▶ Exercise goal
Rewrite every one of the lines below in full, increasing each bounding box coordinate in the answers by 92. Leave the pictures out of your answer.

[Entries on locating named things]
☆ ☆ ☆ ☆

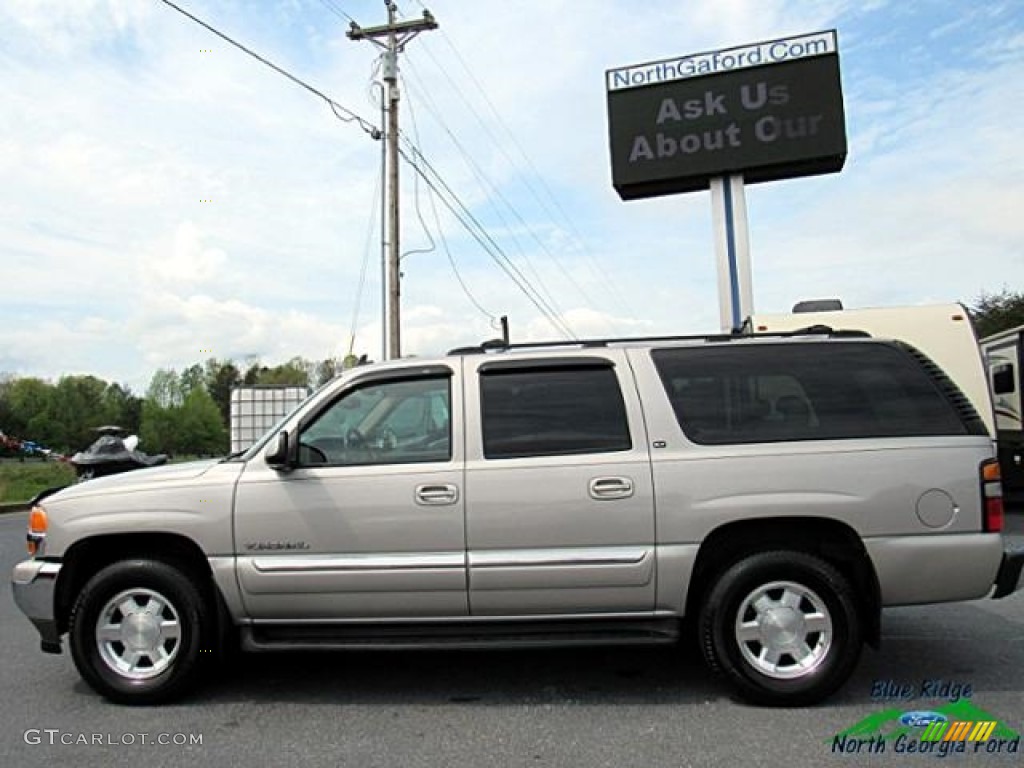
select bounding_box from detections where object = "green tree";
[3,378,55,447]
[138,397,182,454]
[971,288,1024,339]
[99,384,142,433]
[177,387,227,456]
[145,368,184,408]
[205,357,242,427]
[49,376,108,451]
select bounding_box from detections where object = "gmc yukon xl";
[13,333,1024,706]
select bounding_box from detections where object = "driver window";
[299,376,452,466]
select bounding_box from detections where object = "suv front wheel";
[699,551,862,707]
[69,559,212,703]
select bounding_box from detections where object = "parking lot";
[0,513,1024,768]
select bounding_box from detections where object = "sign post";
[606,30,847,331]
[711,174,754,331]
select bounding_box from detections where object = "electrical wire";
[160,0,381,140]
[403,0,634,323]
[398,74,437,263]
[402,72,498,328]
[398,137,578,340]
[397,56,562,314]
[321,0,355,24]
[348,160,381,354]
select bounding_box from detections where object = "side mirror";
[263,432,294,470]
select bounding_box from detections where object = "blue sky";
[0,0,1024,391]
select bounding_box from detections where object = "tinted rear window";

☆ ☆ ☆ ☆

▶ Result for this task
select bounding_box from detections where object = "green tree";
[95,470,147,539]
[230,489,274,546]
[1063,380,1116,431]
[191,476,234,525]
[269,479,319,548]
[237,460,276,500]
[297,449,334,519]
[141,468,200,543]
select bounding_box from detections where object = "gmc yukon xl";
[105,425,1116,798]
select bounding_box from detections where object = "driver window";
[391,468,544,558]
select bounding_box from detections where object = "suv front wheel";
[791,643,954,799]
[161,651,304,795]
select bounding_box from detections where object = "parking lot";
[92,605,1116,860]
select bounding_box from detections where object = "sign post";
[698,122,939,423]
[803,266,846,423]
select bounding_box from detections where object = "electrical wire";
[252,92,473,232]
[495,92,726,415]
[490,166,529,355]
[494,164,590,420]
[490,229,670,432]
[489,148,654,406]
[413,92,447,116]
[440,252,473,446]
select bounding_box from detections where object = "side mirror";
[355,524,386,562]
select bounding_box from detections where object = "blue sky";
[92,92,1116,483]
select bounding_box from detections where object = "tinted rear window";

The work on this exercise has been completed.